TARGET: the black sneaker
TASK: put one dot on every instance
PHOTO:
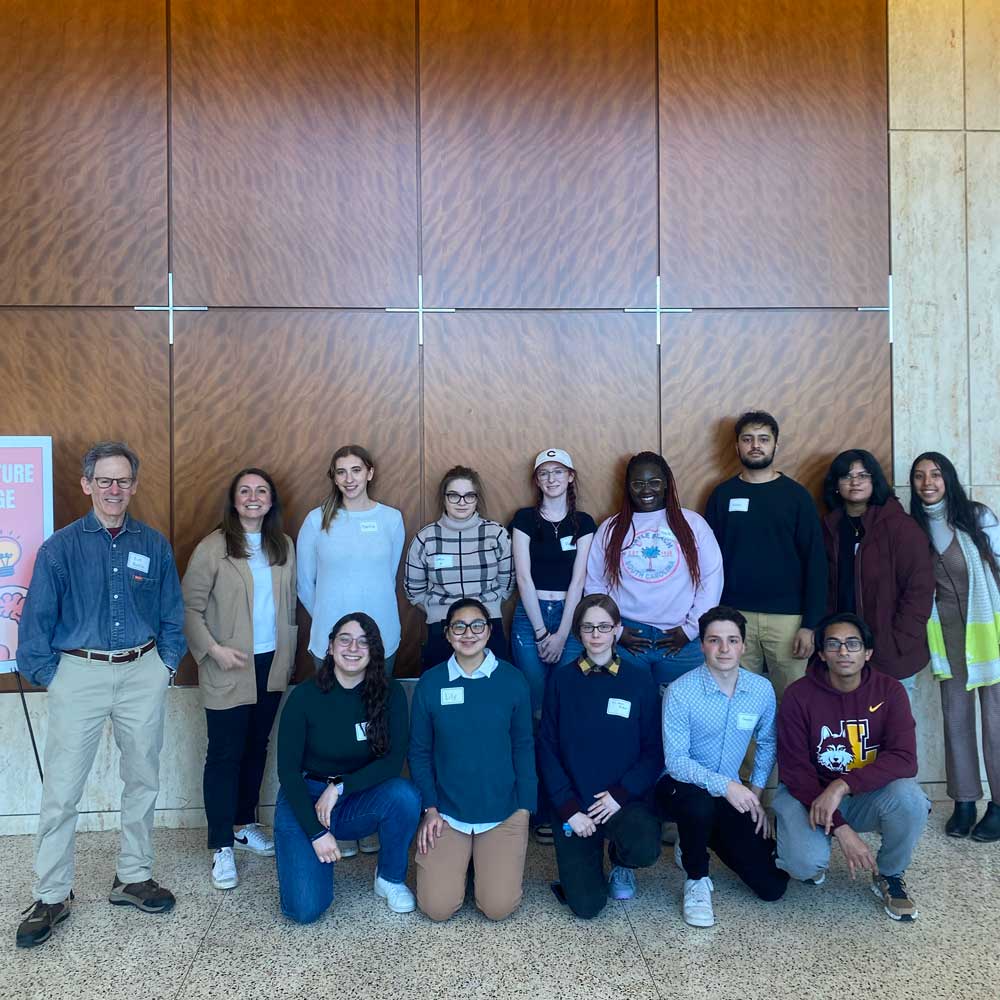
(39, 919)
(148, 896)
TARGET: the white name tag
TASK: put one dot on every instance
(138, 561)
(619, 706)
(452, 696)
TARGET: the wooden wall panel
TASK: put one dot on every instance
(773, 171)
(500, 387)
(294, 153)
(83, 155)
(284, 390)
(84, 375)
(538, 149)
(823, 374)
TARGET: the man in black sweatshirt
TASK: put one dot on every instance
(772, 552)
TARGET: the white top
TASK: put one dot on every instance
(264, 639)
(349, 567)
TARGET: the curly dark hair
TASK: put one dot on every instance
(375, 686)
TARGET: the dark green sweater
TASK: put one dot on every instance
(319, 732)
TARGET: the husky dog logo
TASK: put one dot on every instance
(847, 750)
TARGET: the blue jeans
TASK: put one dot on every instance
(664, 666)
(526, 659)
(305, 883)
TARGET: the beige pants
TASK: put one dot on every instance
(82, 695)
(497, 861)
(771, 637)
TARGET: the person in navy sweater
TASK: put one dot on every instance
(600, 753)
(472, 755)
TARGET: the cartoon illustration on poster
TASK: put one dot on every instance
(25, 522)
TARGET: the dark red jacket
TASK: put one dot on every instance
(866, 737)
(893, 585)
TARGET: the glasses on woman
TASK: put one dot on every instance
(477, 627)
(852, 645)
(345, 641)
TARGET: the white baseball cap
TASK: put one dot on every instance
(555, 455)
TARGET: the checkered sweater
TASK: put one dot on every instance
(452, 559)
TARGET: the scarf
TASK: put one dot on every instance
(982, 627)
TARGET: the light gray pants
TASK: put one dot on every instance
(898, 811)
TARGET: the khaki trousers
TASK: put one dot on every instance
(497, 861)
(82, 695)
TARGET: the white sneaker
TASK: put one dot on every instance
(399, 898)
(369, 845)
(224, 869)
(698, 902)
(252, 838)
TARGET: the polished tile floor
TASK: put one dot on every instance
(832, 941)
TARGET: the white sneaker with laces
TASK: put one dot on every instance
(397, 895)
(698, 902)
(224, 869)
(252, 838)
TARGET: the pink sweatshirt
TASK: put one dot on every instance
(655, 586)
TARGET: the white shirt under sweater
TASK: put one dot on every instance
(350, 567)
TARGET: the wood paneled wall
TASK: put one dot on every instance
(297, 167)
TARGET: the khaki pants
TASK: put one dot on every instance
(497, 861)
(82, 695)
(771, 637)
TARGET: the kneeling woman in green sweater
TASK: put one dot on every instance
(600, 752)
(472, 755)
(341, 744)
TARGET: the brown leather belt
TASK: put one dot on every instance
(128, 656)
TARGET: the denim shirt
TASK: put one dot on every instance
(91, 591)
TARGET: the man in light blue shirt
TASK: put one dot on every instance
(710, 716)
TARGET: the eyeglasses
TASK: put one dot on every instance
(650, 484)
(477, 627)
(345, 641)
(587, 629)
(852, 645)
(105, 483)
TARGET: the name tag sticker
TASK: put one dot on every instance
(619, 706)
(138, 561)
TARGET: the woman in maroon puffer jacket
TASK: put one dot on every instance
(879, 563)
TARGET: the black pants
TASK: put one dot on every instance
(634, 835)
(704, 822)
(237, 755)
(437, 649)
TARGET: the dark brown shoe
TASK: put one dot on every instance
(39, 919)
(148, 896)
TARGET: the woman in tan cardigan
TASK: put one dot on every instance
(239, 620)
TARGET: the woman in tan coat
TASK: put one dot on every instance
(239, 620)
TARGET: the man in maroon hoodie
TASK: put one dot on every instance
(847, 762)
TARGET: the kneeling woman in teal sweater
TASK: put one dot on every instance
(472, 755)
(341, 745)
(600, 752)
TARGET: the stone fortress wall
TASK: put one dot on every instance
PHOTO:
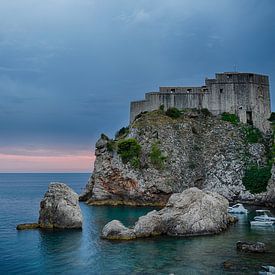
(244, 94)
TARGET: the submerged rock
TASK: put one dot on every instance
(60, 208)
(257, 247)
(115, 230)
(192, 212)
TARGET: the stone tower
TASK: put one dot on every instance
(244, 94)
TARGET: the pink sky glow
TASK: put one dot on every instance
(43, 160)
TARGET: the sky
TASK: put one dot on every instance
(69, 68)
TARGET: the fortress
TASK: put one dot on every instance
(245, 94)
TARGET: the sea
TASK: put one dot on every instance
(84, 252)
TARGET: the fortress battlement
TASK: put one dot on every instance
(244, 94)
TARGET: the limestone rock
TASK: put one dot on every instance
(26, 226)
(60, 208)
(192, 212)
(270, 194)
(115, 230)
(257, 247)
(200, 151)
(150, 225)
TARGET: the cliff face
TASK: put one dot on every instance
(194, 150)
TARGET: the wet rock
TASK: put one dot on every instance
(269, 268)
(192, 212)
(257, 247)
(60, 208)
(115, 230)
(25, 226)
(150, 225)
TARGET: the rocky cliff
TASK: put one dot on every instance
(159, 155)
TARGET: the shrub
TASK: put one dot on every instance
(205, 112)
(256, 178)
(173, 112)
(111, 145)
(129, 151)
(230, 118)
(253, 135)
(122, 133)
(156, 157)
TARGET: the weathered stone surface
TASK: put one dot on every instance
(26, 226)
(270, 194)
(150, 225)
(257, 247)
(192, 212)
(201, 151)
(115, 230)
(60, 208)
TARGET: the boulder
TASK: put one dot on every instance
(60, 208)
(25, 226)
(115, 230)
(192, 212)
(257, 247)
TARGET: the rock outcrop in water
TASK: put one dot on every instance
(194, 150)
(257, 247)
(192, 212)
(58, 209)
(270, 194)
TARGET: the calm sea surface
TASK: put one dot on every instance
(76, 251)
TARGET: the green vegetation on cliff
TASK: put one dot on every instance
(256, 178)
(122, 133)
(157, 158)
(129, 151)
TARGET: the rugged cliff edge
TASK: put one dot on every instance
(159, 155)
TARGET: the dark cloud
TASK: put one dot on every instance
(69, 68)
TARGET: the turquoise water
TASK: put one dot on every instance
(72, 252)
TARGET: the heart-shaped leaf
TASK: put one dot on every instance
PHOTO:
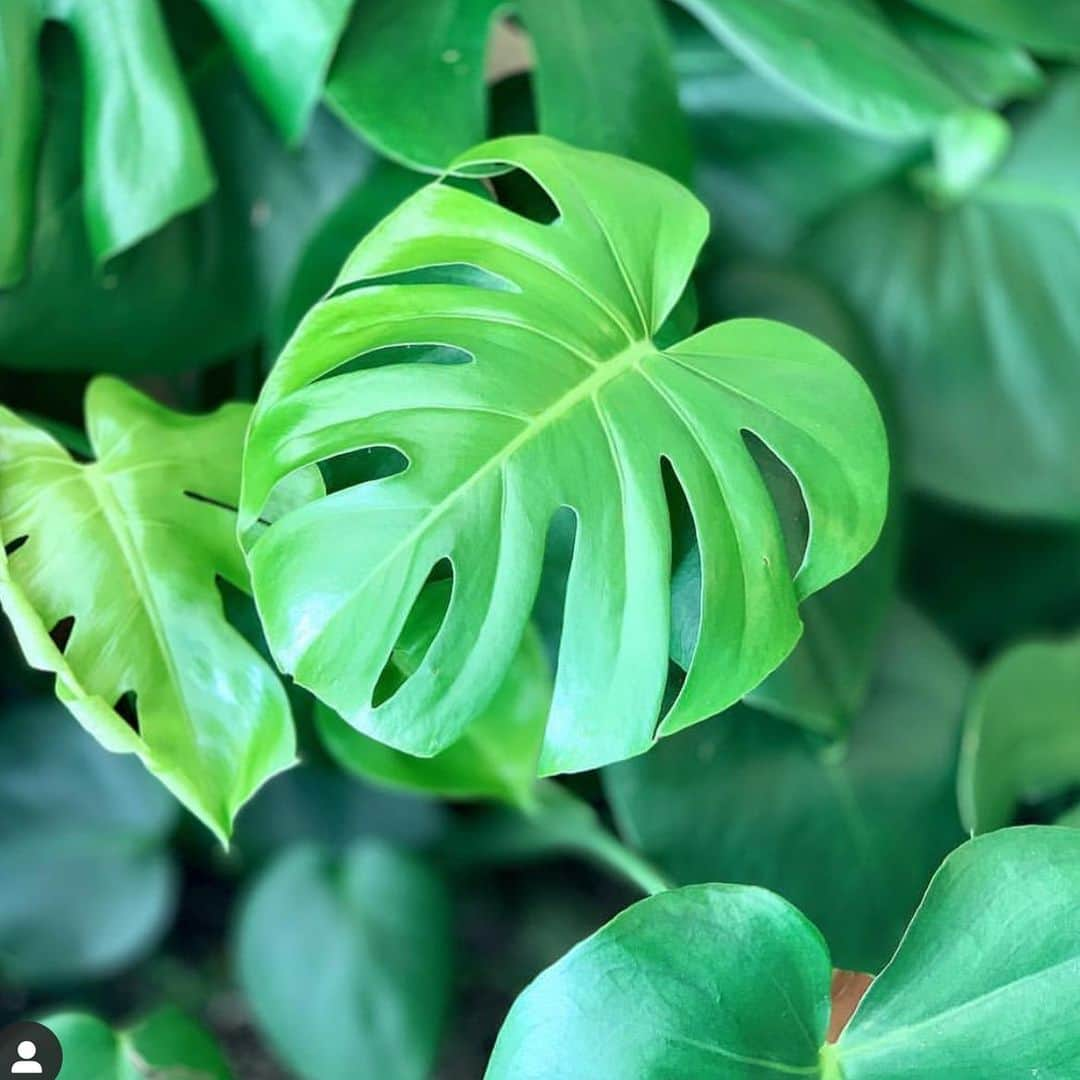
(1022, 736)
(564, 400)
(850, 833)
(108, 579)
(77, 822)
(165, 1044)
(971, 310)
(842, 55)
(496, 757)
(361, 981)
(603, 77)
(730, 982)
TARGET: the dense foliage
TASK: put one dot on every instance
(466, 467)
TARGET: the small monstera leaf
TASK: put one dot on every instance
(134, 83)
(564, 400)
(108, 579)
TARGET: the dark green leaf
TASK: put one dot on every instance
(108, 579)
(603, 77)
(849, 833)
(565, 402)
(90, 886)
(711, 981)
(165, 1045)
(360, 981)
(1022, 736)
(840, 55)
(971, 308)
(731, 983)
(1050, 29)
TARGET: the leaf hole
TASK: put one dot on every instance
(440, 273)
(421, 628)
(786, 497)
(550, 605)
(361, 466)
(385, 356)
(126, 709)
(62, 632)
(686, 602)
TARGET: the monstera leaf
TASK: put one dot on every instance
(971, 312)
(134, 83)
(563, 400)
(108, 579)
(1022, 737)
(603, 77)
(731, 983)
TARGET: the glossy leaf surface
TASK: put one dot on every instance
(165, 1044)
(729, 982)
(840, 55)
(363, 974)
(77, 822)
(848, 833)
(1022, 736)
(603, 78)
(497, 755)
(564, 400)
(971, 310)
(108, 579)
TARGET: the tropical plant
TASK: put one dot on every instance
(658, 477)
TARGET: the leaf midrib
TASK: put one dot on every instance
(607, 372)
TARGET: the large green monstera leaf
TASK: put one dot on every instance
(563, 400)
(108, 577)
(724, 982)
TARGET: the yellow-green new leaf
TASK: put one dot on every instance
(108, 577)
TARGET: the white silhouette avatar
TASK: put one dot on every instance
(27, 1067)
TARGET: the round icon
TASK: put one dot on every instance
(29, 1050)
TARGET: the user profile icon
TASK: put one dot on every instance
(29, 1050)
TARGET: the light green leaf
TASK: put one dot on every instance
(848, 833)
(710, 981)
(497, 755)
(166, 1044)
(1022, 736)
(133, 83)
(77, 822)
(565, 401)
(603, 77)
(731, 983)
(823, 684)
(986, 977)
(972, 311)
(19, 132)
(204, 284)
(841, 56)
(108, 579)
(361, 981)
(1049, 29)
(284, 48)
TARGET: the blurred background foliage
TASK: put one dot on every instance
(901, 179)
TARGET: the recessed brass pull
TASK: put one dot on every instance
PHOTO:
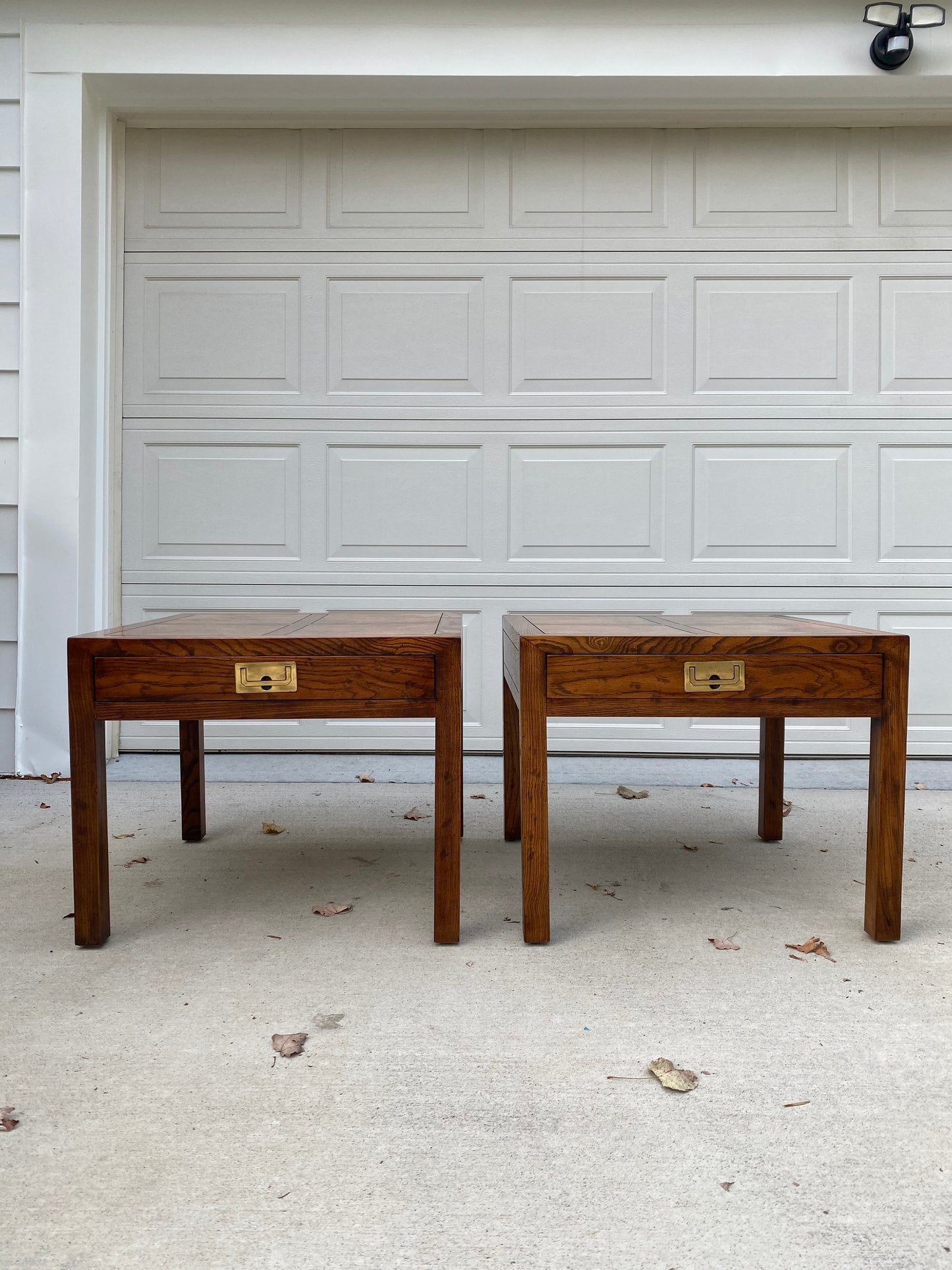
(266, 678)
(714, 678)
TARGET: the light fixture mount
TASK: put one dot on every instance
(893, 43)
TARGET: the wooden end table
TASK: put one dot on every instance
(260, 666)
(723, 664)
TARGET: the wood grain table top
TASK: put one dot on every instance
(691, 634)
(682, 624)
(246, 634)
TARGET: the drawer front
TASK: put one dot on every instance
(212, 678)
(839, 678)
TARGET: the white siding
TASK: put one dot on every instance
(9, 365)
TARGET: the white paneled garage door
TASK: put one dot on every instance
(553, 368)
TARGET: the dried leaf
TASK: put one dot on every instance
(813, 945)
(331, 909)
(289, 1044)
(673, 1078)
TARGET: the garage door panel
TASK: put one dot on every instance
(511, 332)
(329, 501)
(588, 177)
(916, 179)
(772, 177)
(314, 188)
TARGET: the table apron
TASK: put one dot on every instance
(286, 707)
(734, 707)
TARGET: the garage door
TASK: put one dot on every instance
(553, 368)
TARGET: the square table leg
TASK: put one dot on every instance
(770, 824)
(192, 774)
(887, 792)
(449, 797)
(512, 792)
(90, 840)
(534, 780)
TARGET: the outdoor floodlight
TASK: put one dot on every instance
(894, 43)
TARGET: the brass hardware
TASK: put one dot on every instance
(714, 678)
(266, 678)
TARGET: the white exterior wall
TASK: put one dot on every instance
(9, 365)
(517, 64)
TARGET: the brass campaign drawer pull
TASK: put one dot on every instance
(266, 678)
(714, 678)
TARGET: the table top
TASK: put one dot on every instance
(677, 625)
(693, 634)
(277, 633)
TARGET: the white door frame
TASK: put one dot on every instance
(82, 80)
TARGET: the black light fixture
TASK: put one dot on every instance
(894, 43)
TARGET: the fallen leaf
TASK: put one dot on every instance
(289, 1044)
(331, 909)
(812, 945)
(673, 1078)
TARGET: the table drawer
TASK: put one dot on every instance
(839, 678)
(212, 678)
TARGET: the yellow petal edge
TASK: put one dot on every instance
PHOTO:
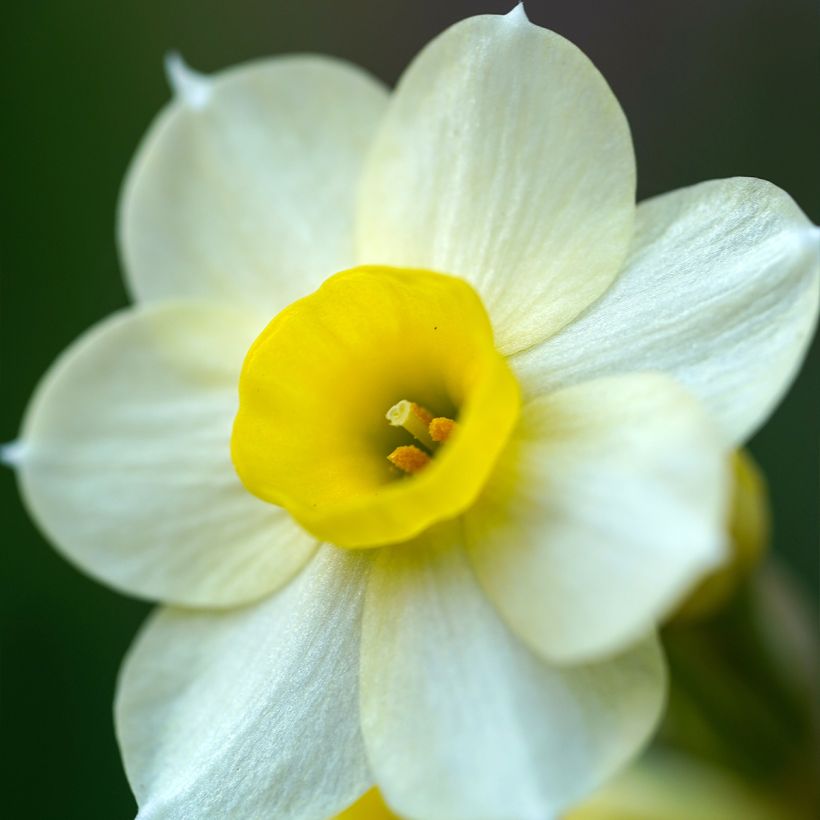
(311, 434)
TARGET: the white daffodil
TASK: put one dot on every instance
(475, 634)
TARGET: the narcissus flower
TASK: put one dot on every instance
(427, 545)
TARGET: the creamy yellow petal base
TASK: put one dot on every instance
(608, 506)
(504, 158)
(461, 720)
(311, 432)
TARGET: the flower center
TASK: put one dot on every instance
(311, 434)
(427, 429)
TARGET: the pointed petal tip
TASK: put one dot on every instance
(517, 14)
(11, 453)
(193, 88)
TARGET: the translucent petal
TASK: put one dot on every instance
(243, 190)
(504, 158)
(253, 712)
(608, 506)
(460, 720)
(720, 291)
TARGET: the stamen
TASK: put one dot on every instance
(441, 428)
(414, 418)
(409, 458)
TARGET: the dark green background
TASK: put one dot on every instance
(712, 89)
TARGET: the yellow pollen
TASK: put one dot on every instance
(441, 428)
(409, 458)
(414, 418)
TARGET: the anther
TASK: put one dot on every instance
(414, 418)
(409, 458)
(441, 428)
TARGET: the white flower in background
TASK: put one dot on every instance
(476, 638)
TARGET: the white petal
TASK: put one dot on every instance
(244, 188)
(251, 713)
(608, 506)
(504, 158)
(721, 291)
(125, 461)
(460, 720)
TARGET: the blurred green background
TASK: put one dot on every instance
- - - - -
:: EXERCISE INSTRUCTIONS ::
Starting at the line that contains "TARGET: the stamen", retype each line through the end of the listing above and nothing else.

:: WRITTEN ANSWER ::
TARGET: the stamen
TASK: put one dot on every instance
(441, 428)
(414, 418)
(409, 458)
TARGET: the dark green background
TASK: put one dot on every instance
(712, 89)
TARGET: the yellow pollen
TASK: put one dot on every instance
(441, 428)
(409, 458)
(414, 418)
TARGET: the anther
TASK: put one dot on every instance
(414, 418)
(409, 458)
(441, 428)
TARGET: the white flower in background
TASK: put one dot on every instance
(476, 638)
TARGET: the white petal
TASK: put one dot on every instance
(244, 188)
(251, 713)
(608, 506)
(504, 158)
(721, 291)
(125, 461)
(460, 720)
TARGET: the blurred green background
TASK: put one dot on every instance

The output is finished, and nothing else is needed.